**SUPPLIED DATA:**
—————
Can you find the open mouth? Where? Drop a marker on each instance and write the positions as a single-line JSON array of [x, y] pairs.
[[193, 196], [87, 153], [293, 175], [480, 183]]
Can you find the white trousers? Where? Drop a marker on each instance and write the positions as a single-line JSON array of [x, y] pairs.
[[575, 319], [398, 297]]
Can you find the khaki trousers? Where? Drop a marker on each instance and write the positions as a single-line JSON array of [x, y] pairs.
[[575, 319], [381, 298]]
—————
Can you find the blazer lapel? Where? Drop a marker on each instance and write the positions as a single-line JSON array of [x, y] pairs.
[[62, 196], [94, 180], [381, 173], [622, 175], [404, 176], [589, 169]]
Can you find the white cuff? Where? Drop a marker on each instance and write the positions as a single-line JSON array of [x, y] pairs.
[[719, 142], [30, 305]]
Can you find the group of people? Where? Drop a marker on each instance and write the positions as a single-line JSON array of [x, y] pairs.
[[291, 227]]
—————
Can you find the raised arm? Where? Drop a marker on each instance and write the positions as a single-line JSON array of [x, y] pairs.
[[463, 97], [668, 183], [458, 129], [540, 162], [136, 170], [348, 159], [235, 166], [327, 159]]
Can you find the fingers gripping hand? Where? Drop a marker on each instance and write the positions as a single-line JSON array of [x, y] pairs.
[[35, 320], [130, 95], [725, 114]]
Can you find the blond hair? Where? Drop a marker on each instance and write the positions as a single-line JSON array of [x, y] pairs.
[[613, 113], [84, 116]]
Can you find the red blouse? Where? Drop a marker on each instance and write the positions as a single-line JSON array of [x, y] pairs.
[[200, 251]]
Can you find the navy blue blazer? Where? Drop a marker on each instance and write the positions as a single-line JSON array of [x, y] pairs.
—————
**WHAT TO DO:** Please repeat the records from the line with "Can you find the raised" up to and including the line with "166], [327, 159]]", swapping "raised arm" for "lifted arm" and leaving everything else unchanged.

**RESULT FOR THIS EXERCISE:**
Can you find the lifted arm? Where? Drop a marker on each instance and write the positions as a single-line JSON array of [x, y] pairs.
[[463, 97], [668, 183], [458, 129], [540, 162], [136, 170], [348, 159], [235, 166], [327, 159]]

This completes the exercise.